**Selected text**
.....
Also, I would guess the technician herself must have enough knowledge to know more or less what you have upon scanning you (say whether a mass/lump is a cyst or tumor)? The radiologist interprets the images because that's what they do...they have the training and expertise that the typical ordering practitioner does not have.

That being said almost medical imaging is digitized on a PACS system or similar and any ordering practitioner can easily access the images in addition to the report if they so desire. Much of medicine is compartmentalized in this manner, and it is to the patient's benefit.

Let's say something is found on an MRI and you undergo surgery, a biopsy...do you want the surgeon looking under the microscope at the tissue to make a diagnosis or a Pathologist who has been trained exclusively in that discipline and looks at tissue under the microscope all day every day to make a diagnosis. It isn't their job, and they aren't trained to interpret the images they obtain.
.....
**Supplied material**

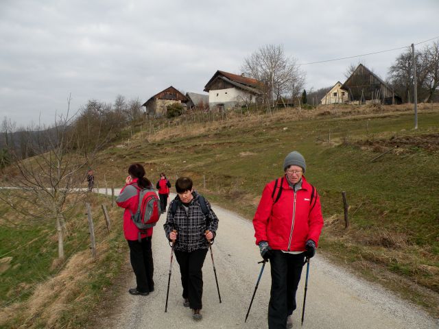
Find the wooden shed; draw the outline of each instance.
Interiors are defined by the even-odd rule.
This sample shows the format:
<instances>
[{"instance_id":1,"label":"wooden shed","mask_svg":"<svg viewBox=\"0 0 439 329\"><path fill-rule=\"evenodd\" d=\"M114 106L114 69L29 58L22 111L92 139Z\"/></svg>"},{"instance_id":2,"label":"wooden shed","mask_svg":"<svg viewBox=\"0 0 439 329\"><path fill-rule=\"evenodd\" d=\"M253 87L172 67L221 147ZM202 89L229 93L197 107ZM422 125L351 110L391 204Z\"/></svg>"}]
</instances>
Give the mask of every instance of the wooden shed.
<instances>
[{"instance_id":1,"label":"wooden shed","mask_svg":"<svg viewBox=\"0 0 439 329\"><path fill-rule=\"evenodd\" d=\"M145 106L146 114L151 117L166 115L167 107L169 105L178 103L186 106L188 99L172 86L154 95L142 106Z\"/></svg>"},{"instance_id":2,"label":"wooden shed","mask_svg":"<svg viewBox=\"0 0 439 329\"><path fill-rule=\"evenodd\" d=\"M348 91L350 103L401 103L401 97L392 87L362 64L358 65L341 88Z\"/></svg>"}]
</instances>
.....
**Exercise tasks**
#1 In the medical imaging post:
(a) On what system does the post say almost all medical imaging is digitized?
(b) Who does the post say interprets the images?
(c) In the biopsy scenario, who is the surgeon contrasted with?
#2 How would you render this sentence from the medical imaging post in Spanish: "Much of medicine is compartmentalized in this manner, and it is to the patient's benefit."
#3 Would you transcribe the part of the medical imaging post that opens with the words containing "Also, I would" and closes with "does not have."?

**Outputs by task**
#1
(a) A PACS system or similar.
(b) The radiologist.
(c) A Pathologist who has been trained exclusively in that discipline and looks at tissue under the microscope all day every day.

#2 Gran parte de la medicina está compartimentada de esta manera, y esto redunda en beneficio del paciente.

#3
Also, I would guess the technician herself must have enough knowledge to know more or less what you have upon scanning you (say whether a mass/lump is a cyst or tumor)? The radiologist interprets the images because that's what they do...they have the training and expertise that the typical ordering practitioner does not have.